▶ [Compito assegnato] Per favore, estrai il brano dell'intervista riportato più sotto e trascrivilo per intero, senza cambiare nemmeno una parola.

▶ [Testo estratto]
***
Il tuo approdo alla conduzione di A sua immagine
coincide, quasi, con la scomparsa di Papa Woytila e
l’avvento di Papa Ratzinger; credi che il pontefice tedesco riuscirà almeno in
parte a raccogliere l’eredità di Giovanni Paolo II, che ha lasciato una traccia
incancellabile nella storia non solo della Chiesa?
«Credo che da lui dobbiamo aspettarci le stesse cose,
sebbene stiamo parlando di due persone molto diverse. Malgrado possa apparire
duro, credo che Ratzinger sia molto diverso e sicuramente lascerà il segno. Come
il suo predecessore ha capito che prima di affrontare il mondo è importante
rendere la Chiesa più santa».
In riferimento agli ascolti che la tua trasmissione
ottiene, ritieni che la collocazione nella fascia mattutina della domenica e del
pomeriggio del sabato sia giusta oppure penalizzante?
***
▶ [Materiale estratto]

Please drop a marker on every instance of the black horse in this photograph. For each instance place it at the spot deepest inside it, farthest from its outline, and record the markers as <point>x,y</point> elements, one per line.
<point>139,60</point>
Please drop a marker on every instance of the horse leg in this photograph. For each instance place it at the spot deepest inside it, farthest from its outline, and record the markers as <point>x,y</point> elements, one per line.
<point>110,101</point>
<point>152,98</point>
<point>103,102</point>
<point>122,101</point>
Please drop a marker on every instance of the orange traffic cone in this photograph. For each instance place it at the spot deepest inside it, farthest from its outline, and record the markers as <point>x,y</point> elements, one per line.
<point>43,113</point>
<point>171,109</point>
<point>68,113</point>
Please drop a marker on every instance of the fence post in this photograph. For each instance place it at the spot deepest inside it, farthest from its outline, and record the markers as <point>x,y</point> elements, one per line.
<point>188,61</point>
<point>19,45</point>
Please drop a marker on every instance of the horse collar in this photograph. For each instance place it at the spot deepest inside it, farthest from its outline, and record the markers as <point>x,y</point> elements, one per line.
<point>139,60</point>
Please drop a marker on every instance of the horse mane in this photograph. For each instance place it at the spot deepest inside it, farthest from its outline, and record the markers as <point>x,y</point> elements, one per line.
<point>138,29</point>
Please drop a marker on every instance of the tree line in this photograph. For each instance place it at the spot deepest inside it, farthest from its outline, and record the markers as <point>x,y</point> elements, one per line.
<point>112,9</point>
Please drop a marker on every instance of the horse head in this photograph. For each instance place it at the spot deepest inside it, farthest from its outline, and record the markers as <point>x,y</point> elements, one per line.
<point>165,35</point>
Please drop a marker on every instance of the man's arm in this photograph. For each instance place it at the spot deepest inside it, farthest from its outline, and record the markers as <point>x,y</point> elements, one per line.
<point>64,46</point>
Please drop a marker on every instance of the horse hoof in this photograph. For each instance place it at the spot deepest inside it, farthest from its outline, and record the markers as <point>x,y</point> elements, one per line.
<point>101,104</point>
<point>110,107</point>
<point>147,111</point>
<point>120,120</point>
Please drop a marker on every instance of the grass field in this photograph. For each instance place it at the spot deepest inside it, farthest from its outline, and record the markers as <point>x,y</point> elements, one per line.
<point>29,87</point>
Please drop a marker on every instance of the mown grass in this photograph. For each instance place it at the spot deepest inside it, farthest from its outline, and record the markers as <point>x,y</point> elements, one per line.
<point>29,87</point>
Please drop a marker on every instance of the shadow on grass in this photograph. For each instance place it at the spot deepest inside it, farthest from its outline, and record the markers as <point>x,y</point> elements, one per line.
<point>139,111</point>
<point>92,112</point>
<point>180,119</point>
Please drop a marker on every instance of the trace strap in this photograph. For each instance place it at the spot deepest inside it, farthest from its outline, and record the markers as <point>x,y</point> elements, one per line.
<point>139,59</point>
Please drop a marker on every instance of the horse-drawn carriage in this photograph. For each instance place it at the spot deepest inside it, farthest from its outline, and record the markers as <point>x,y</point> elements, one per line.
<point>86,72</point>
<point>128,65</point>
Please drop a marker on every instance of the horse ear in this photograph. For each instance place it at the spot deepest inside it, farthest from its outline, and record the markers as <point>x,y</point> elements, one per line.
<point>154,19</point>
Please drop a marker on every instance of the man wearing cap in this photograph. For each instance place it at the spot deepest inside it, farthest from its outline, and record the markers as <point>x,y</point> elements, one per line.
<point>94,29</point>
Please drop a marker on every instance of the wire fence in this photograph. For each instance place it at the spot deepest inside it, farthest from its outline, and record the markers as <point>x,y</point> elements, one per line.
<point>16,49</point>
***
▶ [Soluzione esercizio]
Il tuo approdo alla conduzione di A sua immagine
coincide, quasi, con la scomparsa di Papa Woytila e
l’avvento di Papa Ratzinger; credi che il pontefice tedesco riuscirà almeno in
parte a raccogliere l’eredità di Giovanni Paolo II, che ha lasciato una traccia
incancellabile nella storia non solo della Chiesa?
«Credo che da lui dobbiamo aspettarci le stesse cose,
sebbene stiamo parlando di due persone molto diverse. Malgrado possa apparire
duro, credo che Ratzinger sia molto diverso e sicuramente lascerà il segno. Come
il suo predecessore ha capito che prima di affrontare il mondo è importante
rendere la Chiesa più santa».
In riferimento agli ascolti che la tua trasmissione
ottiene, ritieni che la collocazione nella fascia mattutina della domenica e del
pomeriggio del sabato sia giusta oppure penalizzante?